**Task material**
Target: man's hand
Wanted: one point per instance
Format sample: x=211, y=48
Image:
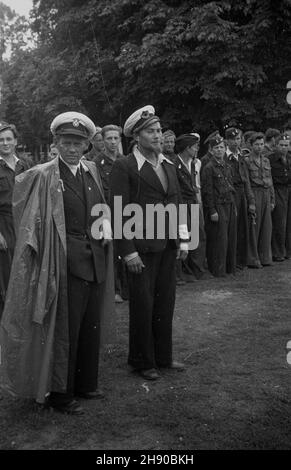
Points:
x=135, y=265
x=214, y=217
x=106, y=233
x=3, y=244
x=182, y=254
x=252, y=209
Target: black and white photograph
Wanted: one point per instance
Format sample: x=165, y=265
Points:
x=145, y=228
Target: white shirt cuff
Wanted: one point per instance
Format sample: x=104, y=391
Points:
x=184, y=246
x=183, y=232
x=130, y=256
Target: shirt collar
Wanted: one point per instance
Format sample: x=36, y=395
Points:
x=16, y=159
x=74, y=168
x=140, y=159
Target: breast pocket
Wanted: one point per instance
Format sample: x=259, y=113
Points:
x=267, y=170
x=4, y=184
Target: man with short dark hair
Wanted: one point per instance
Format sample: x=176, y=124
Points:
x=169, y=138
x=260, y=174
x=111, y=135
x=205, y=159
x=186, y=148
x=10, y=167
x=270, y=140
x=280, y=175
x=220, y=211
x=244, y=198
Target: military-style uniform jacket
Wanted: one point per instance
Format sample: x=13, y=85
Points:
x=260, y=174
x=217, y=185
x=240, y=176
x=104, y=165
x=187, y=181
x=281, y=170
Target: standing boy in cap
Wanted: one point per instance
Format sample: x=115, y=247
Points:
x=147, y=178
x=270, y=141
x=205, y=159
x=280, y=174
x=220, y=212
x=169, y=138
x=244, y=198
x=187, y=148
x=10, y=166
x=61, y=278
x=260, y=174
x=111, y=135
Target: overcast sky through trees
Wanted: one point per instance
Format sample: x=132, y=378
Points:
x=21, y=7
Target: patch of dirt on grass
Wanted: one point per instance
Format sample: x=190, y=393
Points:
x=235, y=393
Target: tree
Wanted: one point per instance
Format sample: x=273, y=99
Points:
x=201, y=63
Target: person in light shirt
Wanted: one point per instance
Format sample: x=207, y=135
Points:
x=10, y=166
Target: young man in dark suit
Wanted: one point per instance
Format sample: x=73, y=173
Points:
x=146, y=177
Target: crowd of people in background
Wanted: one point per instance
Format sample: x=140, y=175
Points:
x=242, y=186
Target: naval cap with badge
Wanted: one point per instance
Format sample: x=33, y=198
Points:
x=73, y=123
x=139, y=120
x=211, y=136
x=4, y=126
x=232, y=133
x=186, y=140
x=215, y=141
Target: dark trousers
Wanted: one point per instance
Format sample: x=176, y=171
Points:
x=242, y=227
x=279, y=221
x=288, y=225
x=6, y=256
x=196, y=259
x=221, y=240
x=151, y=307
x=261, y=233
x=84, y=338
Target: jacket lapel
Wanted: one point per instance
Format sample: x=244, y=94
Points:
x=70, y=183
x=57, y=202
x=146, y=173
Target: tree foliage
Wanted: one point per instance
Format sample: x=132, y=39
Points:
x=202, y=64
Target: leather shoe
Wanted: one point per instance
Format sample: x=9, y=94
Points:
x=177, y=365
x=96, y=395
x=71, y=408
x=150, y=374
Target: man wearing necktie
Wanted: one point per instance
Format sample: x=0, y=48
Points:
x=147, y=178
x=62, y=277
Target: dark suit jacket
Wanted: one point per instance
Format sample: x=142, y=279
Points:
x=143, y=188
x=85, y=255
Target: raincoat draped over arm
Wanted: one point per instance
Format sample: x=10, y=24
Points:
x=34, y=328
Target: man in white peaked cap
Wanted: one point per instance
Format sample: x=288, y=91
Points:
x=61, y=281
x=146, y=177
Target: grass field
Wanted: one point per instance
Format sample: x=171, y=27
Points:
x=235, y=393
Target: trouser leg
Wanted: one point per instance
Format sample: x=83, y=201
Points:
x=141, y=301
x=265, y=234
x=87, y=361
x=279, y=220
x=288, y=224
x=163, y=308
x=231, y=215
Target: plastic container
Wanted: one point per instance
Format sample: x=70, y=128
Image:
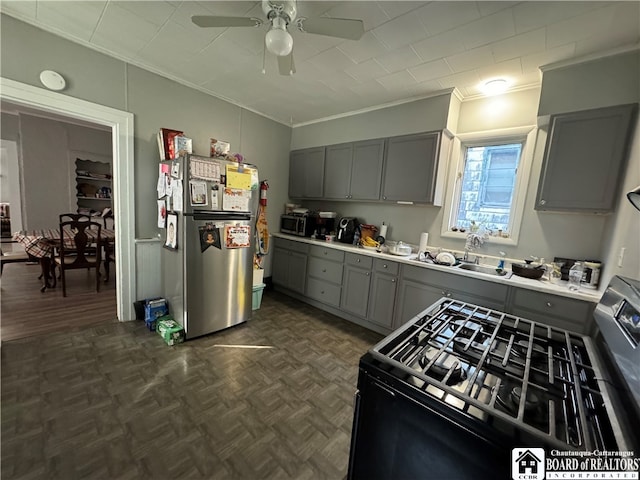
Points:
x=575, y=276
x=257, y=296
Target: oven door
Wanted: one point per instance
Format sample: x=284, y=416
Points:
x=397, y=436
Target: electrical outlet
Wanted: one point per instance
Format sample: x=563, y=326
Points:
x=621, y=256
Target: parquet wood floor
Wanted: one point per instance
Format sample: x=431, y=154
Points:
x=25, y=311
x=114, y=401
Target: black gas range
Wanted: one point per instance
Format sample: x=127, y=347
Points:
x=453, y=391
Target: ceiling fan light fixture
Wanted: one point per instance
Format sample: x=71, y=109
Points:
x=278, y=40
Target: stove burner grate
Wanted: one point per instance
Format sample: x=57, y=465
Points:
x=534, y=377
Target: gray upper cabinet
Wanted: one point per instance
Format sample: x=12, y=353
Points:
x=306, y=173
x=411, y=163
x=353, y=171
x=584, y=159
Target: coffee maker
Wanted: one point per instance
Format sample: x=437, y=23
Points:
x=326, y=223
x=347, y=229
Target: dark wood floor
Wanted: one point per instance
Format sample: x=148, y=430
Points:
x=114, y=401
x=25, y=311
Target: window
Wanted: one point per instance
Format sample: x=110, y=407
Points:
x=488, y=183
x=490, y=172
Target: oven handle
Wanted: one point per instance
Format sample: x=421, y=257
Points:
x=357, y=398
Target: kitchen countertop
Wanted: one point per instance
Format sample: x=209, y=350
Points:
x=539, y=285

**Assigned task**
Beginning with the line that contains "Target: stove burner grate", write out every line through the end of the entries above, exactly.

**Problem solution**
Target: stove burner grate
Wanted: one point per instance
Format sample: x=57, y=465
Points:
x=534, y=377
Target: gray upper cabinet
Wanted: one point per instance
Format sample: x=12, y=353
Points:
x=306, y=173
x=411, y=163
x=353, y=171
x=584, y=159
Target: coffee maker
Wanted: one point per instance
Format sample: x=437, y=23
Points:
x=326, y=223
x=347, y=229
Target: dark wood floor
Wanted: one point per instance
Format sample: x=148, y=430
Points:
x=114, y=401
x=25, y=311
Target: window
Wanted: one point per instance
Format sample: x=110, y=407
Points:
x=488, y=183
x=490, y=172
Target: oven handle
Wanted: one point per instance
Format sample: x=421, y=257
Points:
x=357, y=398
Target: kitchen countertop
Wanted: one point per instance
Format sample: x=209, y=350
Points:
x=539, y=285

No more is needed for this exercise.